-- GIVEN ENTRIES start --

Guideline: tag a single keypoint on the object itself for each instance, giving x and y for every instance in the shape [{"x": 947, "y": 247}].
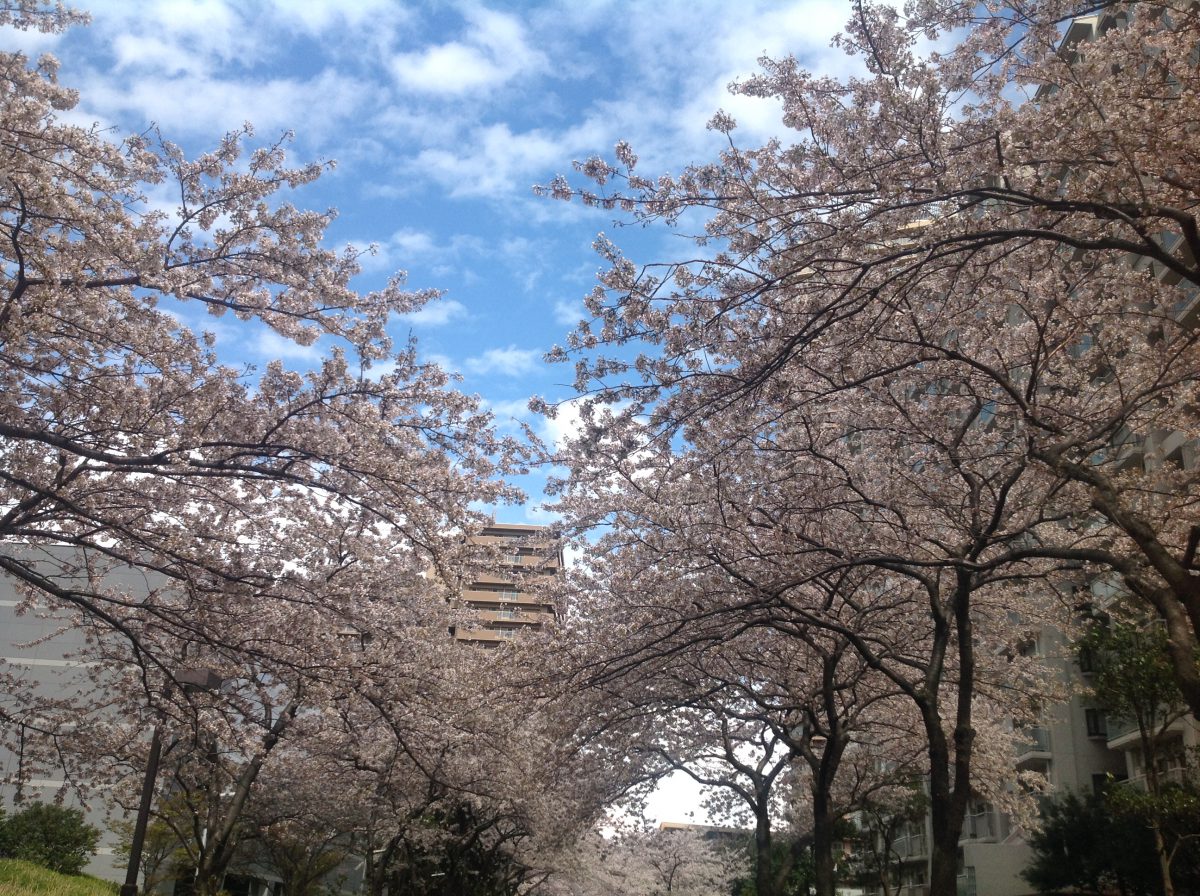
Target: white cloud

-- GIVEN ENTRIES end --
-- GIVEN ENTRIES start --

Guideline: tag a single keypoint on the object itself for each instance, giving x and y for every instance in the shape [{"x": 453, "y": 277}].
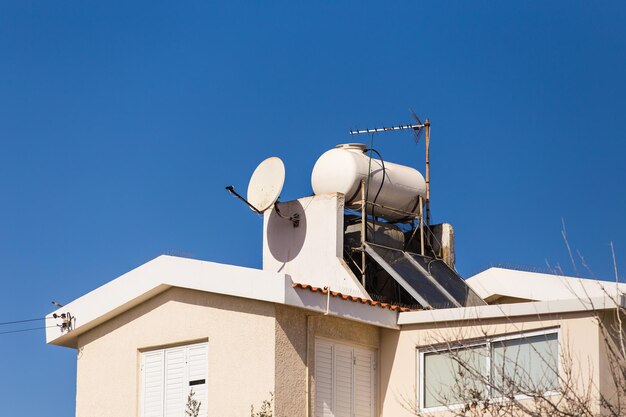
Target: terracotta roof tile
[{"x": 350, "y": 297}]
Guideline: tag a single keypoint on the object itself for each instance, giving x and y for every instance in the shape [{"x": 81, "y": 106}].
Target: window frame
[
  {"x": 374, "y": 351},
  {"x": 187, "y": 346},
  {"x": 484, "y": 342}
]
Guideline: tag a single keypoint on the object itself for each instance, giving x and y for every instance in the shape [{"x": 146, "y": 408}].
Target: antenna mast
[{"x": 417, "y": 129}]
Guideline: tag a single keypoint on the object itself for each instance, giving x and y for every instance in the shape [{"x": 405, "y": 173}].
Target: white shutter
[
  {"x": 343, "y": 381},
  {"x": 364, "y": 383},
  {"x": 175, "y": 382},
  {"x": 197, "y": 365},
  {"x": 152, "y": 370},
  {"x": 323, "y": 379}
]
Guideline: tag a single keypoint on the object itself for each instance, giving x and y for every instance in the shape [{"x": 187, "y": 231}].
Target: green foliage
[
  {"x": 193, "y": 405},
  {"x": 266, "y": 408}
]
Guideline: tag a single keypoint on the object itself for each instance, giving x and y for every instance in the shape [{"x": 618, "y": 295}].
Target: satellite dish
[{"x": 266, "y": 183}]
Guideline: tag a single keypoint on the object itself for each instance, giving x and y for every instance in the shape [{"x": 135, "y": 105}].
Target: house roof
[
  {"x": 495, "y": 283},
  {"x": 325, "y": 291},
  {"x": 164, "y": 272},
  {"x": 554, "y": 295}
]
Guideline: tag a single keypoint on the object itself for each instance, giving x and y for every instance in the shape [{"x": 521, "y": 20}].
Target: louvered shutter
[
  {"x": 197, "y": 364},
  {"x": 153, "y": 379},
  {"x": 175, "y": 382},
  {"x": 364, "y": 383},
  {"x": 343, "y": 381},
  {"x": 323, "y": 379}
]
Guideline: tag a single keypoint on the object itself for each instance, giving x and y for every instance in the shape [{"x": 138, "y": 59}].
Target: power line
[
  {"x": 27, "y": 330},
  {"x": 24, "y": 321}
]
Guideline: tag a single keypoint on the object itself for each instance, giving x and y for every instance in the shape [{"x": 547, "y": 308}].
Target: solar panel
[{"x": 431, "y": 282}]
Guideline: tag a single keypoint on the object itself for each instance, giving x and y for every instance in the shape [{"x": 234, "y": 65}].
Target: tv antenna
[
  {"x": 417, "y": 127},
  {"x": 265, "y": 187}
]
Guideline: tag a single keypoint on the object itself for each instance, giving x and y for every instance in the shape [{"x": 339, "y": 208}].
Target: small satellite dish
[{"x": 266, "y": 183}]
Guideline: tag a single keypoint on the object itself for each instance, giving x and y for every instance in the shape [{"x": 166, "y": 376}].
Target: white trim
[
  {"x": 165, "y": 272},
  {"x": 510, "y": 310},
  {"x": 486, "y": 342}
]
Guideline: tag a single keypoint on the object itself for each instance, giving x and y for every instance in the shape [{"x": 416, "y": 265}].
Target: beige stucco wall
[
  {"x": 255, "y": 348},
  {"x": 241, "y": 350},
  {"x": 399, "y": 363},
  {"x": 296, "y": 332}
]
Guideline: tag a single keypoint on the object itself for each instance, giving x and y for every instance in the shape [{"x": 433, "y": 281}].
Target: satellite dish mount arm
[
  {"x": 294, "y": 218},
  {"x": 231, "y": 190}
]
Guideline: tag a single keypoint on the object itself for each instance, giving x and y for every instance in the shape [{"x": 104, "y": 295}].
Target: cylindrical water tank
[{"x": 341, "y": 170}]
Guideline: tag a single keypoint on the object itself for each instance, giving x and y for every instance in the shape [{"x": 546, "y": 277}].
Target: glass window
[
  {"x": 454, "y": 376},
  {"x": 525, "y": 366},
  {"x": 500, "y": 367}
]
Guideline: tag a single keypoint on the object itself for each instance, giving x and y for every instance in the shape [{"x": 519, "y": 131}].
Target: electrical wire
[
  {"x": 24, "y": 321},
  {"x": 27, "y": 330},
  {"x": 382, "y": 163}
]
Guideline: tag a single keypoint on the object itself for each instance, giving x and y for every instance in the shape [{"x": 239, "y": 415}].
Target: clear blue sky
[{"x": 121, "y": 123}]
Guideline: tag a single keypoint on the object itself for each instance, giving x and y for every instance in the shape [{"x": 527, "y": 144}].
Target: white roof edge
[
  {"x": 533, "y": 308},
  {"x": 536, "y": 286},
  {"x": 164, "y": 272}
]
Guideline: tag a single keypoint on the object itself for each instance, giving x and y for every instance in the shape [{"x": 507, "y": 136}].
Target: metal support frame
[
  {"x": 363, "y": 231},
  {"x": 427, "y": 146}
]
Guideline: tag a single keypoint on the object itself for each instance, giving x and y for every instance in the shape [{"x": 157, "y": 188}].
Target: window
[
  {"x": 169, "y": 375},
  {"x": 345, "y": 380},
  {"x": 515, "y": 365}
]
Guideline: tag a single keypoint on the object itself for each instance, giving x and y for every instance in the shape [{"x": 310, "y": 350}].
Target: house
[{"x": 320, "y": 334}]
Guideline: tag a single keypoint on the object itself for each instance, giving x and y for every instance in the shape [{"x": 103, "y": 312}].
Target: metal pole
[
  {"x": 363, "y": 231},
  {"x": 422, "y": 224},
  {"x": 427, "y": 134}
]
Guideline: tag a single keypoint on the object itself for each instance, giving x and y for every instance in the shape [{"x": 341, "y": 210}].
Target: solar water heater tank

-- GIVEN ENTRIES end --
-- GIVEN ENTRIES start --

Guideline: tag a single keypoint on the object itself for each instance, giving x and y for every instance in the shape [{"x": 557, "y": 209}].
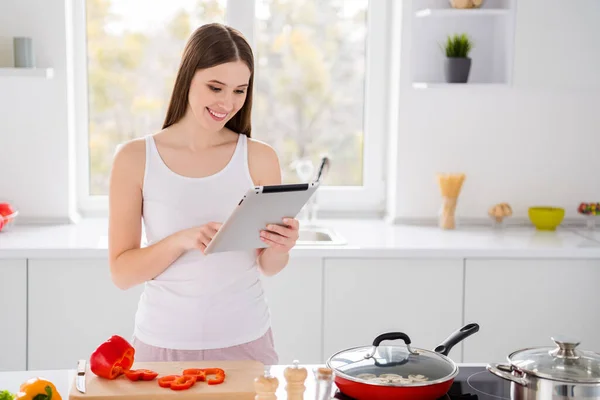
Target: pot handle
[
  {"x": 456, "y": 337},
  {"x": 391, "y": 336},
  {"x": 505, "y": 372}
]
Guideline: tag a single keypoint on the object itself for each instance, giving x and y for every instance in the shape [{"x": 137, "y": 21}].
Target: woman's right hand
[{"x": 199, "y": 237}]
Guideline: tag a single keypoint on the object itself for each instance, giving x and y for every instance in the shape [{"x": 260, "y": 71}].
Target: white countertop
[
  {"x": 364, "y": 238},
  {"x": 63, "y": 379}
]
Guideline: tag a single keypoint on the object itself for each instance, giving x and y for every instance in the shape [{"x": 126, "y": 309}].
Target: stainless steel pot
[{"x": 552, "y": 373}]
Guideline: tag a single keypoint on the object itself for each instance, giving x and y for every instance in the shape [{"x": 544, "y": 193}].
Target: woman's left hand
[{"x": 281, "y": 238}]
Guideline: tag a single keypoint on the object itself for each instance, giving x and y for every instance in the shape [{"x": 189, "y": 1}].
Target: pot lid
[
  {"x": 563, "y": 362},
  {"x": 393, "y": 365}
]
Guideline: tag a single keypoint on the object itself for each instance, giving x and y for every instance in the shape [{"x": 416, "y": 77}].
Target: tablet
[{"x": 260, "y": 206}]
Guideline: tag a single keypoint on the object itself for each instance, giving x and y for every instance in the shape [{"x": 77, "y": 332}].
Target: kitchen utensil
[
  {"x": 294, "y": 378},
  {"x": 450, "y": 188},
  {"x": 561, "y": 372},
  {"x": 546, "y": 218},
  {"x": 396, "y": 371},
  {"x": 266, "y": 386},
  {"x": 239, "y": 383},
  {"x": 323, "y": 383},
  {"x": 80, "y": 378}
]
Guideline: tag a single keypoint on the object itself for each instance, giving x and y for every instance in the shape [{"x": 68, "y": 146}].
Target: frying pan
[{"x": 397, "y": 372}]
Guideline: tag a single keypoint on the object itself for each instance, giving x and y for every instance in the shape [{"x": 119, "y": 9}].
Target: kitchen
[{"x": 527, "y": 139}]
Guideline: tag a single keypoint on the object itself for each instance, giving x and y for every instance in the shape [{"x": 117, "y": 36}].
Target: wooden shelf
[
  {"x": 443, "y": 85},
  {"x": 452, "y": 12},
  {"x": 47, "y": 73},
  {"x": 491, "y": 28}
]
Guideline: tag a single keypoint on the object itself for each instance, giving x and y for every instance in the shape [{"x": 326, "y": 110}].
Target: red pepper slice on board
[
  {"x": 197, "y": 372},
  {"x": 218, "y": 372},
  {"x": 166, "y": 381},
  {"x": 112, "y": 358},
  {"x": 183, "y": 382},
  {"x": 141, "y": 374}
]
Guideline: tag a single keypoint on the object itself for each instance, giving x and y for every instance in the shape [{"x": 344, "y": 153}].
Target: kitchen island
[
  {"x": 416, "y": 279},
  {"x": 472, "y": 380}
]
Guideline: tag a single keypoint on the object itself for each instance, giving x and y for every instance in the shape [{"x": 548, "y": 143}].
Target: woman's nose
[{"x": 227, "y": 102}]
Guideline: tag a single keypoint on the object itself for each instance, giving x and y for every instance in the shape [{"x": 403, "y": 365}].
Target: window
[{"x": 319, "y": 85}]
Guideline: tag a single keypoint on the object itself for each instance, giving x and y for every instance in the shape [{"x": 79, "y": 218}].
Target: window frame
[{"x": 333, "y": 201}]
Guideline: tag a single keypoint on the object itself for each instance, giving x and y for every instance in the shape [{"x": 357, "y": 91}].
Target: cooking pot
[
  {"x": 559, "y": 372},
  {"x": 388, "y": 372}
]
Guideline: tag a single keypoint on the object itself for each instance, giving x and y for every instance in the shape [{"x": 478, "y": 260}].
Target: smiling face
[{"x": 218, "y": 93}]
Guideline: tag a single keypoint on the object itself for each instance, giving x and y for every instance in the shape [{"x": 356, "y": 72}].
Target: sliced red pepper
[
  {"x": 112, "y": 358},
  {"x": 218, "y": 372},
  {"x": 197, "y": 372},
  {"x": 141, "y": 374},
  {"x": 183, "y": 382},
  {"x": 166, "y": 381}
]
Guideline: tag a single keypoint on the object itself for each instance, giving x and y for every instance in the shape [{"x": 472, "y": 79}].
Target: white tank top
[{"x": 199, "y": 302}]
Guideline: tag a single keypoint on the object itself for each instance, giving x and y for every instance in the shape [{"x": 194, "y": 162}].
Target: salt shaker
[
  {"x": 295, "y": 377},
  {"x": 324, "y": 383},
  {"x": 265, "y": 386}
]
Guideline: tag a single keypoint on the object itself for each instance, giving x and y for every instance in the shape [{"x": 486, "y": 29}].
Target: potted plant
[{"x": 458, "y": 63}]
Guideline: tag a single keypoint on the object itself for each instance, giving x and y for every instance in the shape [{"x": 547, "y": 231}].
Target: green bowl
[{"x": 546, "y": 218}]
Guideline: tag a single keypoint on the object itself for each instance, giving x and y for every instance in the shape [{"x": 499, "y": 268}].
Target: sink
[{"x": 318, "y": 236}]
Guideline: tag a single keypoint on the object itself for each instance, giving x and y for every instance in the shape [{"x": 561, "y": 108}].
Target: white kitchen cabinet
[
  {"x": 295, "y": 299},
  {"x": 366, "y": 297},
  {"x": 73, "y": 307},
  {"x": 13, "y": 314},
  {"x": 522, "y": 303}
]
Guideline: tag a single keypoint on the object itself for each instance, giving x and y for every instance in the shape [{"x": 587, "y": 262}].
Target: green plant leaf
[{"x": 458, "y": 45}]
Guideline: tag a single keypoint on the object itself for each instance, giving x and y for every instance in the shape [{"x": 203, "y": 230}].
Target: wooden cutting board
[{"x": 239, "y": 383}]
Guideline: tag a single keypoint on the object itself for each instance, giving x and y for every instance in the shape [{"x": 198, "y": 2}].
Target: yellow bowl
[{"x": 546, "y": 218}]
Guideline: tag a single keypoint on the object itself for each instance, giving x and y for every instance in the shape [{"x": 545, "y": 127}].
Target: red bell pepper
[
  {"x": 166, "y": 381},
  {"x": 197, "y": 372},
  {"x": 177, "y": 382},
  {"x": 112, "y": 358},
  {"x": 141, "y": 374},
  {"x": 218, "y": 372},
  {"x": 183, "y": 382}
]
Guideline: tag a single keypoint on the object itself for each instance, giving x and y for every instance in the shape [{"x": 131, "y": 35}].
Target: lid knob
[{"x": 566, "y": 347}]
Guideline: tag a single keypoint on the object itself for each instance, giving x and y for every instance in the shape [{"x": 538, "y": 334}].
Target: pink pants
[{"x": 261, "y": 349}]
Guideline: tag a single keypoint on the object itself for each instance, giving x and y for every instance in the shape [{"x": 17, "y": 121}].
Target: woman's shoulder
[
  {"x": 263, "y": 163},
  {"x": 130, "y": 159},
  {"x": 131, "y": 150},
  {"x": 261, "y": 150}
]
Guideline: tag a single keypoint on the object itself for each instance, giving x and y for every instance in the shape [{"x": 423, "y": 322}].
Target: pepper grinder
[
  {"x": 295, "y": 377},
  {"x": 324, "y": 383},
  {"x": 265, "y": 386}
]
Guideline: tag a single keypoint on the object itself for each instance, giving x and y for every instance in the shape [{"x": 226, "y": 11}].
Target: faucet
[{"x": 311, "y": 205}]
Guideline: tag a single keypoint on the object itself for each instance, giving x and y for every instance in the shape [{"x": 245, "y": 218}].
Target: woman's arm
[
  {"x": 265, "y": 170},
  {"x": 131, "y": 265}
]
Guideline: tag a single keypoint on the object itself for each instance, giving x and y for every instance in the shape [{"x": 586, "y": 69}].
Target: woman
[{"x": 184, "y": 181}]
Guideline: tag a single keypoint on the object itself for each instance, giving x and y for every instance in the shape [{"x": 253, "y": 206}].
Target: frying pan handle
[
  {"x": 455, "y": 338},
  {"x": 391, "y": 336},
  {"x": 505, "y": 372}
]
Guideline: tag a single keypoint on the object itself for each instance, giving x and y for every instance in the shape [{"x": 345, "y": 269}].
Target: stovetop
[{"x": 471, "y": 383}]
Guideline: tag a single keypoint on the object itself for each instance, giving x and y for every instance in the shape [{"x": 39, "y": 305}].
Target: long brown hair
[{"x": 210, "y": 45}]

-- GIVEN ENTRIES end --

> WHAT TO PRODUCE
Return each line from the rows above that includes the word "handle". Case matters.

> CORRECT ANSWER
Target: pot handle
Target: frying pan handle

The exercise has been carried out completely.